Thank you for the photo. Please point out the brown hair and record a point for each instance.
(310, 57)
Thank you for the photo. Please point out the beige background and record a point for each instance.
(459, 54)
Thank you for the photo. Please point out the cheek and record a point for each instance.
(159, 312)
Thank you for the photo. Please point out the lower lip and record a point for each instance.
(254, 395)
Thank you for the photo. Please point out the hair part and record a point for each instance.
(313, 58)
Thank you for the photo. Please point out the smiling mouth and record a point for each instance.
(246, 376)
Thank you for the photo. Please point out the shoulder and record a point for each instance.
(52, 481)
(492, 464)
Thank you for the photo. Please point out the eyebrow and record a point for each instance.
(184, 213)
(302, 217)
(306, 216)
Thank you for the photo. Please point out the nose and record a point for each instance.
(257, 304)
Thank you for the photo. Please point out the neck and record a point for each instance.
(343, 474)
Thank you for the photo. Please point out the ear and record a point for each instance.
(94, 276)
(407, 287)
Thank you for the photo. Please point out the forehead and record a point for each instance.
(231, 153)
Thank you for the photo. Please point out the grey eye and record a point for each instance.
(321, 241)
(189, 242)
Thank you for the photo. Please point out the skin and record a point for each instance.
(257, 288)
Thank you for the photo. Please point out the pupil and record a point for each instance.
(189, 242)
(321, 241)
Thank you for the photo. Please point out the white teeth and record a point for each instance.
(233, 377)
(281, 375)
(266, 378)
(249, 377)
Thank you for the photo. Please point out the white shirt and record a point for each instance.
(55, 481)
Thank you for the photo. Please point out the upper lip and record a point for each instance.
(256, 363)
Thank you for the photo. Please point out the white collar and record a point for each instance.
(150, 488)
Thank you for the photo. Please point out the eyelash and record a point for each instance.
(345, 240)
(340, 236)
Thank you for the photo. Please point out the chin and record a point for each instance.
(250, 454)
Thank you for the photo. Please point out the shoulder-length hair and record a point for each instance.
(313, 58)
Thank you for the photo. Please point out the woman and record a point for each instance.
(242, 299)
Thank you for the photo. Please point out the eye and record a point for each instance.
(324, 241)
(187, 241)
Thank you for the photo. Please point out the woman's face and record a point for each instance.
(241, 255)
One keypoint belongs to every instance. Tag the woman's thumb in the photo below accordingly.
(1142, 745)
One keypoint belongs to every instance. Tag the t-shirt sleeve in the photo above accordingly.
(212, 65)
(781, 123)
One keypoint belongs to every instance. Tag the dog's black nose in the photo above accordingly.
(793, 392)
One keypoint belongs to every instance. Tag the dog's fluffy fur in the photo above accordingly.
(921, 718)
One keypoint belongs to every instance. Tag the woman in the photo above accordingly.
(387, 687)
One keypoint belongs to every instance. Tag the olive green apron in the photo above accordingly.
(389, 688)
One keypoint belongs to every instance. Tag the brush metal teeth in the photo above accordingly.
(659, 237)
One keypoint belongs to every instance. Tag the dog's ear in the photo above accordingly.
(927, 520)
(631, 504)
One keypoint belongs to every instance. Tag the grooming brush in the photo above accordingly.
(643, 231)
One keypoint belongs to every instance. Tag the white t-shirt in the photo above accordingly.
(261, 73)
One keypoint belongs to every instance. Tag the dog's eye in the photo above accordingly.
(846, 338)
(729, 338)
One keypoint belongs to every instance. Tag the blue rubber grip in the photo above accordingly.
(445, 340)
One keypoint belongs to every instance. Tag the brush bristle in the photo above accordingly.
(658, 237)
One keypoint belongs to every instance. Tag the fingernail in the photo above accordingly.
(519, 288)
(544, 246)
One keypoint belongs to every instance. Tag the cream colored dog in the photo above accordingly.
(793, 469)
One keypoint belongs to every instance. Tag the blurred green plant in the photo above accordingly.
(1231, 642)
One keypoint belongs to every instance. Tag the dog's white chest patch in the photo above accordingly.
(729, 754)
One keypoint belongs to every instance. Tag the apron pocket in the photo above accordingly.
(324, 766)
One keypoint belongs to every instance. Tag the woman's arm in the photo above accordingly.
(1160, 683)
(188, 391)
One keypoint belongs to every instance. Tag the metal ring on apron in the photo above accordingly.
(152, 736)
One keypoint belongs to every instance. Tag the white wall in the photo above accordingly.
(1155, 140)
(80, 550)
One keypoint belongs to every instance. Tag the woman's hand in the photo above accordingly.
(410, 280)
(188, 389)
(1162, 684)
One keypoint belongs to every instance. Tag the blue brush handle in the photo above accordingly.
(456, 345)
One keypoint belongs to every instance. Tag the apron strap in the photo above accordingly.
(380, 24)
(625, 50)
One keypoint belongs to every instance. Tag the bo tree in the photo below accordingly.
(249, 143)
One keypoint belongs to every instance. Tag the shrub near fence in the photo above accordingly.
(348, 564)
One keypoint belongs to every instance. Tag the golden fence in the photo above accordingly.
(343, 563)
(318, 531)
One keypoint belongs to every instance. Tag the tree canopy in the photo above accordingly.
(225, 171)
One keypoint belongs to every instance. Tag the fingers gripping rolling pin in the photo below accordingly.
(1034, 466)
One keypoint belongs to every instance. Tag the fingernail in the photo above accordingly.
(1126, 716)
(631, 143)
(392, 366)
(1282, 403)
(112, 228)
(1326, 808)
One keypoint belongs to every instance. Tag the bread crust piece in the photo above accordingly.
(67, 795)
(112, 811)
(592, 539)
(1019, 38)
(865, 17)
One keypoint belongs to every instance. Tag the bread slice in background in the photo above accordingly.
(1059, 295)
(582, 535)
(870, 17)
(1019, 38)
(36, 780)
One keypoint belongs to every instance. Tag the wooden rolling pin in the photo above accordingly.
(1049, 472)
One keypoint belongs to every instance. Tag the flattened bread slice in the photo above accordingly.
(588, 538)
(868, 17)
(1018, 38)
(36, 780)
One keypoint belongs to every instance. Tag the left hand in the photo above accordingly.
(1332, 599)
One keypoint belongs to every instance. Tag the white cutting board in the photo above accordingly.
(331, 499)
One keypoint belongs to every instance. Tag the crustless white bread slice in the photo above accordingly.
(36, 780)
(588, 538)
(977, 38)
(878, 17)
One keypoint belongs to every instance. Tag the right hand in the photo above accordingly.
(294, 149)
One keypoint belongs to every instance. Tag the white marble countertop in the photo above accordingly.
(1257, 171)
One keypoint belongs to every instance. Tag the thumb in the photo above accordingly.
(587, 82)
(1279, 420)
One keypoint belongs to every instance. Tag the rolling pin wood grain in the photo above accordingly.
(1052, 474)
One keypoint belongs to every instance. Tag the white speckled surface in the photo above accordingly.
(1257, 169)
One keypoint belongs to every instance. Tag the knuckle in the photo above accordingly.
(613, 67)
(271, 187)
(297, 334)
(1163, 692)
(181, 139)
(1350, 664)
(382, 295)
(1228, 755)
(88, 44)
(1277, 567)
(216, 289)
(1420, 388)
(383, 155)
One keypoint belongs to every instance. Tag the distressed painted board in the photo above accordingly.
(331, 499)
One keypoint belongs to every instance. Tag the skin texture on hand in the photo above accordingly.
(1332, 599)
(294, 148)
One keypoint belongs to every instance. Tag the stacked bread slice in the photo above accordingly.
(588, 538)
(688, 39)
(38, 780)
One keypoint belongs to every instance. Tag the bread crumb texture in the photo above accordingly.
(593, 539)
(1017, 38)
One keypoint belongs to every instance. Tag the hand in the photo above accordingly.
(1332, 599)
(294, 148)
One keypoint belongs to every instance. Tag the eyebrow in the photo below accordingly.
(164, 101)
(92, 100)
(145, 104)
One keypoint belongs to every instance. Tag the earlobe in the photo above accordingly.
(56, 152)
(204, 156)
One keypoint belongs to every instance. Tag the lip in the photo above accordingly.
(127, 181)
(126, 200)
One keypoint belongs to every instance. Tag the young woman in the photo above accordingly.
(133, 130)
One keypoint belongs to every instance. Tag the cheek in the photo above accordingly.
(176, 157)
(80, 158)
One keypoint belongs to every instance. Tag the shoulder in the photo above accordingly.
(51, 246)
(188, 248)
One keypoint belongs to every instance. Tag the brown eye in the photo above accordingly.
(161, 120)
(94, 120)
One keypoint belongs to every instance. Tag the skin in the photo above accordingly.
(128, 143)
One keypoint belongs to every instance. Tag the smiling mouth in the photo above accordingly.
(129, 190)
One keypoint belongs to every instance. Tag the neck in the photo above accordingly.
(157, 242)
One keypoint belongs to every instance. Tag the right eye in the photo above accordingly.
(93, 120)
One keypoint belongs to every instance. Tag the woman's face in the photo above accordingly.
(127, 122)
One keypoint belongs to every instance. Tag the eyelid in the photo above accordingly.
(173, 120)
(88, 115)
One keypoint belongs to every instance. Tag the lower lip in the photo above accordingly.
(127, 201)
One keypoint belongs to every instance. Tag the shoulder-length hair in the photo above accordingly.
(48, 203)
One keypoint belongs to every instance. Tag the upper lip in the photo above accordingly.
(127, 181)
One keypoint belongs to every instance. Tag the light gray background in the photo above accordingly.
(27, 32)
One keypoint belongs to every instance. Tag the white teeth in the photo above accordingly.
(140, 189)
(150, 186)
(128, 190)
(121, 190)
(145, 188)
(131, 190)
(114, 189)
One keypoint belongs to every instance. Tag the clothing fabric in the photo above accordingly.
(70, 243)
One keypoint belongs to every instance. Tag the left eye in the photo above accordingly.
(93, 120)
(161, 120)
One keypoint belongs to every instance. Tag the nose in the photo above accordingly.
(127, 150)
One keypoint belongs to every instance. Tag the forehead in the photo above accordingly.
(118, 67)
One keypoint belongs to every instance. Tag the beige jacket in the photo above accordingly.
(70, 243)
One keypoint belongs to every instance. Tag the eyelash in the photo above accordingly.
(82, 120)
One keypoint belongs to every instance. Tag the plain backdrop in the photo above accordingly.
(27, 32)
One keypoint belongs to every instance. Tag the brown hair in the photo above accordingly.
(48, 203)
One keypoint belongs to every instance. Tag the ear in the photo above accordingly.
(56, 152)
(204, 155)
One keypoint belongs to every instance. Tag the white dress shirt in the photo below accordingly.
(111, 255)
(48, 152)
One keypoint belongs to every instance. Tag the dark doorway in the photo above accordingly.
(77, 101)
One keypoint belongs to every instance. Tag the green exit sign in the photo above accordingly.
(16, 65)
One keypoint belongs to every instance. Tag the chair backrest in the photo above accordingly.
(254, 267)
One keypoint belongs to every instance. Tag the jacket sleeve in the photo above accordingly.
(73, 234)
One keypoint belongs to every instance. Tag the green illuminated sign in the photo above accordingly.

+---+

## REQUIRED WORK
Give back, exactly as written, the lines from the one with "One keypoint belongs to every instance. Tag the ear in" to the last line.

## TASK RESULT
One keypoint belongs to every instance. Tag the ear in the photo above accordingly.
(56, 152)
(204, 155)
One keypoint belongs to every instance. Tag the white dress shirt in the photo below accordingly.
(111, 255)
(48, 152)
One keypoint belongs to every instance. Tag the dark doorway in the photo above accordingly.
(77, 101)
One keypoint belongs to every instance. Tag the green exit sign in the photo above accordingly.
(16, 65)
One keypoint belongs to every instance. Tag the chair backrest in the photo above accordingly.
(254, 267)
One keypoint belongs to every instance. Tag the jacket sleeve in the photo above accordingly.
(73, 234)
One keypoint belongs to every instance. Tag the green illuminated sign in the photo above accordingly.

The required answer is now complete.